Rainy Day Fun with Peggy
Keeping kids entertained on a rainy day while resisting the urge to cave in to their requests to watch TV or play video games can be challenging. Getting creative is easy with Peggy's suggestions for activies that can make the hours go by like minutes while engaging the kids' imaginations.
Make a "no-sand" indoor sandbox!
For the little ones, make a clean, indoor sandbox with rice, dried beans, split peas, couscous ... anything along those lines that you have on hand. Find something around the house that will hold the rice - something kind of shallow like a little saucer sled or cake pan. Fill it with the rice and get out a bunch of toys to scoop it up and push it around. When they're done playing, pour the rice into a big bag for next time, and vacuum up any strays!
Knit with soda straws! (Click on the video for the details!)
For this project, you will need:
* Soda Straws (3 per person)

Point placement records:

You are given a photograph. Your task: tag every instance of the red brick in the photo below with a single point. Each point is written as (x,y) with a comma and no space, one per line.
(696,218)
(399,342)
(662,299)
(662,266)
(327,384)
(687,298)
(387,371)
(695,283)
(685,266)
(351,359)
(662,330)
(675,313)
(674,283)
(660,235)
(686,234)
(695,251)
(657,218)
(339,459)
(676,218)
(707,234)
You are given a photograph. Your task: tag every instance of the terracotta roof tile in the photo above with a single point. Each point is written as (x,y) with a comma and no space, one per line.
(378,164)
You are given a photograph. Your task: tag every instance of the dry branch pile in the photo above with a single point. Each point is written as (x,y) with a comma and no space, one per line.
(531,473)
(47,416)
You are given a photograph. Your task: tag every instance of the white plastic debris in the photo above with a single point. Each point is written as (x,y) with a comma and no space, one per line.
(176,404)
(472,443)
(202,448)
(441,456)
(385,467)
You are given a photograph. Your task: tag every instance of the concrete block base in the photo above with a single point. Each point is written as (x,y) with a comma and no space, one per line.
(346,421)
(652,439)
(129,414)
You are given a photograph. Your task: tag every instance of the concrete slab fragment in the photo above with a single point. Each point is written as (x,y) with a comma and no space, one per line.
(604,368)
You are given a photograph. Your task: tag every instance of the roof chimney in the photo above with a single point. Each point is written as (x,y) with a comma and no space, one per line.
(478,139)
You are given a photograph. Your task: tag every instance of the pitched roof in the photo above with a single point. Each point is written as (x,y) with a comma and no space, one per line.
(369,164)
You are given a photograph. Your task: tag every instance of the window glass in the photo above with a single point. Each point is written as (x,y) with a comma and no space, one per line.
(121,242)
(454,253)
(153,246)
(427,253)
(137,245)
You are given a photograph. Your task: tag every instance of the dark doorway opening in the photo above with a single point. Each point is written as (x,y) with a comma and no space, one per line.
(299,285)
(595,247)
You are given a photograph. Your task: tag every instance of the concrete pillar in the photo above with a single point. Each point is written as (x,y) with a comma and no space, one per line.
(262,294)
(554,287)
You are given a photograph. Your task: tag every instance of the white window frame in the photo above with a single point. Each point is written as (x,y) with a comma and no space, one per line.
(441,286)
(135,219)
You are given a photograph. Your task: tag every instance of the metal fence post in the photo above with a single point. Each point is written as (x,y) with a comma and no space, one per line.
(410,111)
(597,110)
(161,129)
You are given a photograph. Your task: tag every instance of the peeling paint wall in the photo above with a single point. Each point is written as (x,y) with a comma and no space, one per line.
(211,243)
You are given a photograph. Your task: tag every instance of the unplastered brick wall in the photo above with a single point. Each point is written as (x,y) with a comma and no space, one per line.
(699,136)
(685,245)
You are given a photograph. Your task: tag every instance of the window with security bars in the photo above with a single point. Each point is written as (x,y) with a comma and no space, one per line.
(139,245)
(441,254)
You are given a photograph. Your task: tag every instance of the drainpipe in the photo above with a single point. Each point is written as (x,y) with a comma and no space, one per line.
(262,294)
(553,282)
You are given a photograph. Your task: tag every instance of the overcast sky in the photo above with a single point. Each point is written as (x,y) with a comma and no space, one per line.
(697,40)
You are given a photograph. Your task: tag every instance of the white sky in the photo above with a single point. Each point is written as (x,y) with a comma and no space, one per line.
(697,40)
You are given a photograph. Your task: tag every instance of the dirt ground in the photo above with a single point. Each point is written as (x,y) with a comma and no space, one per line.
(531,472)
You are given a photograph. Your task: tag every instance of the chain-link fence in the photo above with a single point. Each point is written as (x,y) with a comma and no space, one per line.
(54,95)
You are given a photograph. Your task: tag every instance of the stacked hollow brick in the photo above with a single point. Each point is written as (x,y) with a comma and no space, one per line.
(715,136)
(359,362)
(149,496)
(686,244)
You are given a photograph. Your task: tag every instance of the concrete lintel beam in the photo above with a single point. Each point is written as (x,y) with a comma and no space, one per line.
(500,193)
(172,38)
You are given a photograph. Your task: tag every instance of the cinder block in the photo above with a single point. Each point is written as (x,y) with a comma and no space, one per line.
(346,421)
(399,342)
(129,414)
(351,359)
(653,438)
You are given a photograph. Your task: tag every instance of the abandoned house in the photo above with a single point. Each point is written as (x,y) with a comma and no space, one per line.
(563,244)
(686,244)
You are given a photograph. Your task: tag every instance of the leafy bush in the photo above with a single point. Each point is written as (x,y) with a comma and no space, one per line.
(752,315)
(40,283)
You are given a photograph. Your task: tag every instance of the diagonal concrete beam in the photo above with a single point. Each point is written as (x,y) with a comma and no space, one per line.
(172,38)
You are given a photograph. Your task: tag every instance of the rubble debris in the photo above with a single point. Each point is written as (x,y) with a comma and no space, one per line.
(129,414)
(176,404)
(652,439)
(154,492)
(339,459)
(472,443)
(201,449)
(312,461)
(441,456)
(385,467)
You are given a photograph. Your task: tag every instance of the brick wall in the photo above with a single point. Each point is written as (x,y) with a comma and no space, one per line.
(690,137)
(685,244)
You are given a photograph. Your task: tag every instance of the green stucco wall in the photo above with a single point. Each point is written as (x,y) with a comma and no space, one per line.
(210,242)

STATED GOAL 1 — In the rainy day activities page, what should be done with the rice after the kids finish playing with the indoor sandbox?
STATED GOAL 2 — Proceed with the rainy day activities page, writing on from its last line.
None of these rows is needed for the work here.

REPLY 1 — Pour it into a big bag for next time and vacuum up any strays.

REPLY 2 —
* Scotch tape
If your straws have those bendy flexible sections in them, cut them off and keep the longest sections. (The flexible thingys tend to snag the yarn.) You can knit just fine with what's left of the straw after the flexible part is cut off, although it may be a bit easier if you have straws that aren't flexible.
For example purposes, let's make a belt. Take a piece of yarn and put it around your waist to make sure it's long enough. Then add an extra foot of yarn to that length, and cut it off the skein. Cut two more pieces the same length.
Thread a piece of yarn through each of your three straws until about ½" sticks out the top end. Bend that ½" of yarn over the top of the straw, and tape it securely. Try and make the tape really smooth so it won't snag the yarn when you knit. Do this in all 3 straws.
Way at the other end of your yarn that hangs out the bottoms of the straws, tie all three pieces together in one knot.
Now, take the end of the yarn on the skein, make a little loop, and tie the loop in a knot. The loop should be just bigger than the diameter of one straw. This is the most difficult part, (and it's really not that hard) but if you skip it, it'll all unravel as fast as you knit!
Hold your three straws in a row, and slip your loop over one of the end straws. Now all you do is weave the yarn in a sort of figure eight (the eight would have three sections, but you get the idea).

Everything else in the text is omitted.